» **INSTRUCTIONS TO FOLLOW**
Copy out, word for word, everything from the row containing "Exercise. Point to the bending" down to the final row below.

__________

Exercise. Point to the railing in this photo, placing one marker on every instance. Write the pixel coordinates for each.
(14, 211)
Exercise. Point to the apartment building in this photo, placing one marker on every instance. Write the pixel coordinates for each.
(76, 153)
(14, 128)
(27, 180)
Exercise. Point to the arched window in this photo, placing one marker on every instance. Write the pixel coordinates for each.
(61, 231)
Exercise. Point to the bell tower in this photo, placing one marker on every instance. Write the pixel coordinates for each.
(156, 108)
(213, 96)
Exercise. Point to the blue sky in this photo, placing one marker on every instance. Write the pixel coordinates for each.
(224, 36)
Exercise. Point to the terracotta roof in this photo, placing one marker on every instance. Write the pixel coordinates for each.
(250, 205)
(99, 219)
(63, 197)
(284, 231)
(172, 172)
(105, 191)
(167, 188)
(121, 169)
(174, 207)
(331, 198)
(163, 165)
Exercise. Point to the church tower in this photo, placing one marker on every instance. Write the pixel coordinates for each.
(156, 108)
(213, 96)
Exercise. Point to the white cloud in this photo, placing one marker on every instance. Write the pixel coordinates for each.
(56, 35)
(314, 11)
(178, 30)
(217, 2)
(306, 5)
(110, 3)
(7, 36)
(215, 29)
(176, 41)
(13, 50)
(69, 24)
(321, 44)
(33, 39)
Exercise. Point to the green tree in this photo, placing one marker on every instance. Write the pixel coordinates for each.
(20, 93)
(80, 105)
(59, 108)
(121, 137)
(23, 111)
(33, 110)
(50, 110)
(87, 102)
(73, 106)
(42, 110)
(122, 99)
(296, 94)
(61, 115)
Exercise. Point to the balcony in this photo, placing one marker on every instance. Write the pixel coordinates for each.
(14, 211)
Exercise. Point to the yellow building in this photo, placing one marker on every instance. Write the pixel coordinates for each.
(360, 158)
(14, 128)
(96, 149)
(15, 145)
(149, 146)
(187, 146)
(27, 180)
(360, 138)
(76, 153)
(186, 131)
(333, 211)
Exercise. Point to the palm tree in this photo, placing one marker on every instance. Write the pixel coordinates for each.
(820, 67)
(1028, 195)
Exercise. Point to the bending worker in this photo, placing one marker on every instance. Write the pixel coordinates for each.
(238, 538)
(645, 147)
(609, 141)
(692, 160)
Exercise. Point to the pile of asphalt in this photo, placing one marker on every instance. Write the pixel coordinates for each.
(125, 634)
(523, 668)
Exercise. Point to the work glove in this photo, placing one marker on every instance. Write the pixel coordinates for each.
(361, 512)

__________

» **THE OUTPUT**
Exercise. Point to the bending worker in this photo, placing one marker on every instance. Write the pixel coordinates for each.
(238, 538)
(645, 147)
(609, 141)
(692, 160)
Exercise. Point to the pile of asphalt in this photo, placing one marker on every instance. Write the pixel coordinates for each.
(125, 634)
(523, 668)
Exercise. Point to the work glove in this photo, placing one marker on every instance. Write the pixel coordinates for each.
(361, 512)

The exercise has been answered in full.